# Start of Material provided

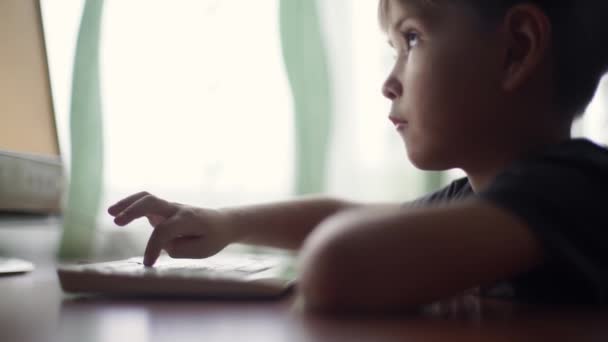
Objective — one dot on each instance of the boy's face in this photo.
(445, 84)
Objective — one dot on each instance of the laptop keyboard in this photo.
(225, 266)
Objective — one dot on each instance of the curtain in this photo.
(86, 129)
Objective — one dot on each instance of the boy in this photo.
(491, 87)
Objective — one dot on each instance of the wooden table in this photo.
(33, 308)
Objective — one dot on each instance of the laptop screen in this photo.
(26, 108)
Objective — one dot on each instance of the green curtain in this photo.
(306, 63)
(86, 133)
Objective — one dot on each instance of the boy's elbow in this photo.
(322, 285)
(324, 271)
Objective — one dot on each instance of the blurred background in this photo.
(220, 103)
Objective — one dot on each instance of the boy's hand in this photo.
(183, 231)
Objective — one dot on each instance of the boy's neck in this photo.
(482, 174)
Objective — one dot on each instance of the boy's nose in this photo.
(392, 88)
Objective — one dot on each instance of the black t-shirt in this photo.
(561, 193)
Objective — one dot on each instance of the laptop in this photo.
(224, 275)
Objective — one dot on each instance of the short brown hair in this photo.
(580, 36)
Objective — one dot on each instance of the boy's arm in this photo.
(387, 259)
(284, 224)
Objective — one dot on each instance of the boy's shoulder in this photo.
(552, 166)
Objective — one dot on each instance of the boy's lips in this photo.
(398, 122)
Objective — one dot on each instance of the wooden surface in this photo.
(33, 308)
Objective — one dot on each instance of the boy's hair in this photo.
(579, 38)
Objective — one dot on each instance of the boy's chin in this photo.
(426, 159)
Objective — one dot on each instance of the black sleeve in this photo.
(563, 202)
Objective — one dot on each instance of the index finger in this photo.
(148, 205)
(161, 235)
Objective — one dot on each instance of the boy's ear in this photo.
(527, 31)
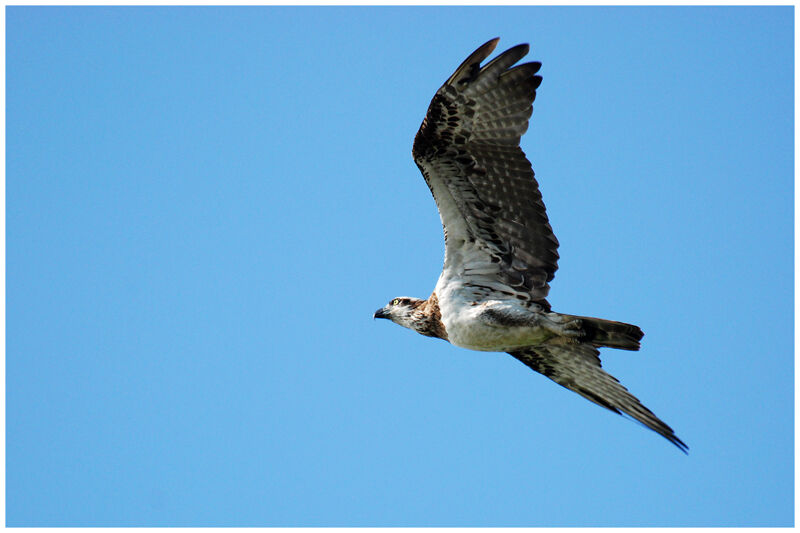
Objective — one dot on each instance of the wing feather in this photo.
(577, 367)
(467, 149)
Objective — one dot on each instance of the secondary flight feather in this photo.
(500, 251)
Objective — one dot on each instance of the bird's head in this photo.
(400, 311)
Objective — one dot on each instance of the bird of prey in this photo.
(500, 251)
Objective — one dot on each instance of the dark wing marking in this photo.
(468, 151)
(577, 367)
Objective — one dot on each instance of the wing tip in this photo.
(471, 65)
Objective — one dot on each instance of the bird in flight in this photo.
(500, 251)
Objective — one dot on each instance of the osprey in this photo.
(500, 251)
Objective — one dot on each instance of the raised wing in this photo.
(468, 151)
(577, 367)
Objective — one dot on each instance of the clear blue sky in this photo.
(205, 207)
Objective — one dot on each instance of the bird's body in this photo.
(500, 251)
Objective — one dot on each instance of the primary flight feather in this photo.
(500, 251)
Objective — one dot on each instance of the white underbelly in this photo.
(468, 327)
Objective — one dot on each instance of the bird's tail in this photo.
(600, 333)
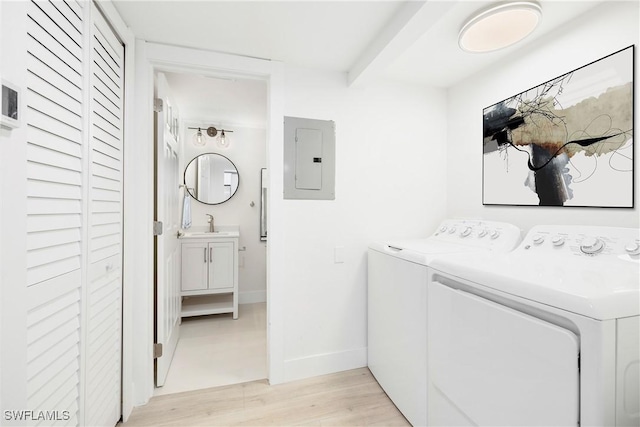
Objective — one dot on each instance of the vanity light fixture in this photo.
(222, 141)
(198, 138)
(499, 26)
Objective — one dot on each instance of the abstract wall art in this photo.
(566, 142)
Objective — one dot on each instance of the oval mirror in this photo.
(211, 178)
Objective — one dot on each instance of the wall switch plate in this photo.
(10, 117)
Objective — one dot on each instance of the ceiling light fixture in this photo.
(499, 26)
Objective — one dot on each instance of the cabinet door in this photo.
(195, 258)
(221, 271)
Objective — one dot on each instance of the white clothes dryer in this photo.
(397, 304)
(546, 335)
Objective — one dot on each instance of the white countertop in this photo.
(220, 231)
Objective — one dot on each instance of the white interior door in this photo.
(103, 331)
(492, 365)
(167, 283)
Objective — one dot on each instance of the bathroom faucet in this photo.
(210, 221)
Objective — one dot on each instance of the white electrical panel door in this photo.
(309, 159)
(492, 365)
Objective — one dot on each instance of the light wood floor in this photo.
(216, 351)
(350, 398)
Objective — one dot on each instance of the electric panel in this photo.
(309, 159)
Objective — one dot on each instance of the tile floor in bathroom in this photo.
(217, 350)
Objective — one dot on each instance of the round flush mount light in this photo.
(499, 26)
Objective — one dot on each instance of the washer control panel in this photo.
(492, 235)
(585, 241)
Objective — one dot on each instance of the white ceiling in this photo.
(221, 102)
(412, 41)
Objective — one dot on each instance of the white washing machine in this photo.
(397, 304)
(546, 335)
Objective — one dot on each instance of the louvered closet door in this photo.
(74, 214)
(55, 156)
(104, 294)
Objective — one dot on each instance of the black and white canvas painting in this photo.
(566, 142)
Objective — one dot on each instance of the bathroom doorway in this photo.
(215, 349)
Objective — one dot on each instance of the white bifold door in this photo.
(490, 365)
(74, 120)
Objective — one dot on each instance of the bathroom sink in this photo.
(209, 234)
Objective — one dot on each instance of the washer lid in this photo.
(590, 287)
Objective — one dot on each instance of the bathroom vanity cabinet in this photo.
(209, 273)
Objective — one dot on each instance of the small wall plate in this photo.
(11, 113)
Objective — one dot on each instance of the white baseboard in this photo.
(252, 297)
(321, 364)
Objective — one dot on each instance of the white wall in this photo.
(248, 154)
(390, 171)
(598, 33)
(13, 208)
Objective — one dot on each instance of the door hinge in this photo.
(157, 105)
(157, 350)
(578, 362)
(157, 228)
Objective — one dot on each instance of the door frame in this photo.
(138, 298)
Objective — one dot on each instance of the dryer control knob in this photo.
(538, 239)
(633, 248)
(591, 245)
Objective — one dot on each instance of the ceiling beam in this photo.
(413, 20)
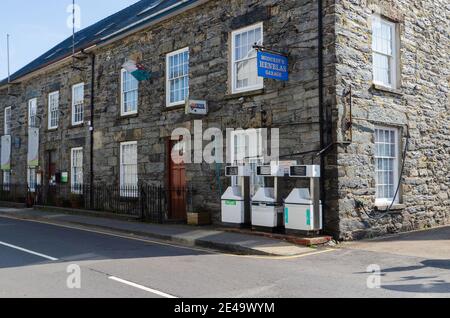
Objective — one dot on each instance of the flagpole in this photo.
(7, 58)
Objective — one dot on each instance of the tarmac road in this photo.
(34, 261)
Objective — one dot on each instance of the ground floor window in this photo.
(247, 149)
(6, 180)
(128, 169)
(31, 179)
(76, 180)
(386, 165)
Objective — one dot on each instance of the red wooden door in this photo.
(177, 185)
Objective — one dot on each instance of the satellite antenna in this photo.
(74, 58)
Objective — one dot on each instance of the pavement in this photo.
(432, 243)
(39, 260)
(191, 236)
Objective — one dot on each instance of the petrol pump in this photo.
(236, 199)
(303, 208)
(267, 206)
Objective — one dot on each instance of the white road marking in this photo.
(153, 291)
(130, 237)
(28, 251)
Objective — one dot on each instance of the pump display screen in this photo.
(232, 171)
(264, 171)
(299, 171)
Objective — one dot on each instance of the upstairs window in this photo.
(7, 121)
(32, 111)
(128, 169)
(386, 161)
(177, 77)
(32, 179)
(6, 180)
(53, 110)
(384, 47)
(244, 59)
(76, 180)
(78, 104)
(129, 97)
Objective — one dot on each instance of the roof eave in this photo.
(107, 41)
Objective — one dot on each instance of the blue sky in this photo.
(37, 25)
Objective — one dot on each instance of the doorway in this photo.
(177, 190)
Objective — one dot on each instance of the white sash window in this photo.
(384, 47)
(129, 99)
(53, 110)
(7, 121)
(128, 169)
(78, 104)
(177, 77)
(386, 161)
(244, 59)
(76, 170)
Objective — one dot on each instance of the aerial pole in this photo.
(7, 58)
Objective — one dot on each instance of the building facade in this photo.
(367, 98)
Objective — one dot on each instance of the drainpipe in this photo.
(91, 128)
(321, 102)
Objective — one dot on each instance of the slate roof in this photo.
(123, 21)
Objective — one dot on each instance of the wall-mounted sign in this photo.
(6, 153)
(197, 107)
(64, 177)
(273, 66)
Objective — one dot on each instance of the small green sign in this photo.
(64, 177)
(286, 215)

# End of Material provided

**Aim:**
Images in the records should not be copied. Repeat all the rest exactly.

**Full response:**
Objective — one dot on each instance of the boy's face in this photo.
(445, 84)
Objective — one dot on each instance of the laptop keyboard in this photo.
(225, 266)
Objective — one dot on each instance of the curtain in this photo.
(86, 129)
Objective — one dot on each instance of the boy in this photo.
(491, 87)
Objective — one dot on each instance of the wooden table in this photo.
(33, 308)
Objective — one dot on each instance of the laptop screen in this photo.
(26, 108)
Objective — one dot on each instance of the green curtain in this photo.
(306, 63)
(86, 133)
Objective — one dot on each instance of the boy's elbow in this photo.
(322, 285)
(324, 271)
Objective — one dot on each instance of the blurred background in this photo.
(220, 103)
Objective — one dot on each instance of the boy's hand in this photo.
(183, 231)
Objective — one dot on each instance of the boy's neck in this photo.
(482, 174)
Objective — one dot on each instance of the boy's nose in this photo.
(392, 88)
Objective — one dot on each instance of the black t-shirt in this photo.
(561, 193)
Objective — one dot on each instance of the laptop in this photo.
(224, 275)
Objective — one dot on each instance of the short brown hair in this photo.
(580, 36)
Objective — one dot on each instance of the boy's arm in this photo.
(387, 259)
(284, 224)
Objective — one dot on each instance of the boy's shoulder in this photo.
(552, 166)
Objective — one dot on each instance of the boy's lips in this photo.
(398, 122)
Objective — one dot on each instance of the wooden surface in this photo.
(33, 308)
Objective — one dot on each instance of the boy's hair in this photo.
(579, 38)
Objective — one dot on each instance of the boy's chin in this photo.
(426, 159)
Objective — one dot on each instance of the black sleeve in this photo.
(563, 202)
Objective — one dot on each instance of the index finger in this photo.
(148, 205)
(161, 235)
Objective — one dot on each instance of the boy's ear in this photo.
(527, 31)
Objective — one dot on each instance of the wing feather in this photo.
(577, 367)
(467, 149)
Objective — one dot on each instance of the secondary flight feather in this photo.
(500, 251)
Objective — one dot on each instance of the bird's head in this photo.
(400, 311)
Objective — one dot on each instance of the bird of prey in this photo.
(500, 251)
Objective — one dot on each instance of the dark wing marking in this photo.
(468, 151)
(577, 367)
Objective — one dot on each instance of the wing tip in this photo.
(471, 65)
Objective — one dot on each instance of the bird in flight in this photo.
(500, 251)
Objective — one dot on each instance of the osprey in this photo.
(500, 251)
Objective — one dot on each instance of the raised wing in this photo.
(468, 151)
(577, 367)
Objective — one dot on each instance of the clear blue sky in this photo.
(205, 207)
Objective — one dot on each instance of the bird's body in this photo.
(500, 251)
Objective — one dot on each instance of the primary flight feather in this photo.
(500, 251)
Objective — one dot on each instance of the white underbelly in this photo.
(468, 327)
Objective — one dot on each instance of the bird's tail in this photo.
(600, 333)
Objective — one dot on each instance of the vanity light fixture in this photo.
(222, 141)
(198, 138)
(499, 26)
Objective — one dot on each instance of the abstract wall art in this photo.
(566, 142)
Objective — one dot on each instance of the oval mirror in this photo.
(211, 178)
Objective — one dot on each instance of the wall switch plate in this photo.
(10, 117)
Objective — one dot on each instance of the ceiling light fixture in this photo.
(499, 26)
Objective — one dot on each instance of the cabinet door in this photo.
(195, 258)
(221, 271)
Objective — one dot on each instance of the white clothes dryer in this photo.
(397, 304)
(546, 335)
Objective — one dot on each instance of the white countertop in this photo.
(220, 231)
Objective — one dot on each instance of the white interior door in this photo.
(103, 331)
(492, 365)
(167, 283)
Objective — one dot on each instance of the bathroom faucet in this photo.
(210, 221)
Objective — one dot on each instance of the white electrical panel door in this photo.
(309, 159)
(492, 365)
Objective — one dot on each instance of the light wood floor in this photo.
(216, 351)
(350, 398)
Objective — one dot on each instance of the electric panel in this photo.
(309, 159)
Objective — one dot on each instance of the tile floor in bathroom in this photo.
(217, 350)
Objective — one dot on each instance of the round flush mount light in this photo.
(499, 26)
Objective — one dot on each instance of the washer control panel in this photo.
(492, 235)
(585, 241)
Objective — one dot on each instance of the white ceiling in this photo.
(221, 102)
(412, 41)
Objective — one dot on each instance of the white washing machine in this photo.
(397, 304)
(546, 335)
Objective — one dot on each instance of the louvered closet door in this photo.
(74, 214)
(55, 156)
(104, 294)
Objective — one dot on each instance of the black and white canvas painting in this photo.
(566, 142)
Objective — one dot on each instance of the bathroom doorway in this photo.
(215, 349)
Objective — one dot on each instance of the white bifold door in this photo.
(490, 365)
(74, 120)
Objective — one dot on each instance of the bathroom sink in this photo.
(209, 234)
Objective — one dot on each instance of the washer lid in this photo.
(590, 287)
Objective — one dot on each instance of the bathroom vanity cabinet in this photo.
(209, 273)
Objective — one dot on each instance of the small wall plate in this photo.
(11, 113)
Objective — one dot on each instance of the white baseboard in this photo.
(252, 297)
(321, 364)
Objective — one dot on each instance of the white wall in this photo.
(248, 154)
(390, 171)
(598, 33)
(13, 208)
Objective — one dot on each instance of the door hinge in this photo.
(157, 105)
(157, 350)
(578, 362)
(157, 228)
Objective — one dot on each instance of the door frame in this photo.
(138, 298)
Objective — one dot on each instance of the dryer control knob in this photo.
(538, 239)
(633, 248)
(591, 245)
Objective — one dot on each instance of the ceiling beam in this photo.
(413, 20)
Objective — one dot on each instance of the flagpole in this photo.
(7, 58)
Objective — one dot on each instance of the tarmac road in this photo.
(34, 261)
Objective — one dot on each instance of the ground floor window in this photo.
(247, 149)
(6, 180)
(128, 169)
(31, 179)
(76, 180)
(386, 165)
Objective — one dot on each instance of the red wooden door in this photo.
(177, 185)
Objective — one dot on each instance of the satellite antenna in this photo.
(74, 58)
Objective — one dot on each instance of the pavement in this photo.
(432, 243)
(39, 260)
(191, 236)
Objective — one dot on each instance of the petrol pump in this photo.
(236, 199)
(303, 208)
(267, 206)
Objective — one dot on each instance of the white road marking in this photo.
(153, 291)
(130, 237)
(28, 251)
Objective — one dot on each instance of the pump display screen in this photo.
(232, 171)
(264, 171)
(299, 171)
Objective — one dot on each instance of the upstairs window in this photo.
(7, 121)
(32, 111)
(128, 169)
(386, 161)
(177, 77)
(32, 179)
(6, 180)
(53, 110)
(384, 47)
(244, 59)
(76, 180)
(78, 104)
(129, 97)
Objective — one dot on each instance of the roof eave in this photo.
(107, 41)
Objective — one dot on each instance of the blue sky in this photo.
(37, 25)
Objective — one dot on each instance of the doorway in this photo.
(177, 190)
Objective — one dot on each instance of the white sash window in this photo.
(384, 47)
(129, 99)
(53, 110)
(7, 121)
(128, 169)
(78, 104)
(177, 77)
(386, 161)
(244, 59)
(76, 170)
Objective — one dot on each instance of the aerial pole in this photo.
(7, 58)
Objective — one dot on each instance of the building facade in this photo.
(367, 98)
Objective — one dot on each instance of the drainpipe in this photo.
(91, 128)
(321, 102)
Objective — one dot on each instance of the slate roof in this photo.
(123, 21)
Objective — one dot on each instance of the wall-mounted sign in this photo.
(6, 153)
(197, 107)
(64, 177)
(273, 66)
Objective — one dot on each instance of the small green sign in this photo.
(64, 177)
(286, 215)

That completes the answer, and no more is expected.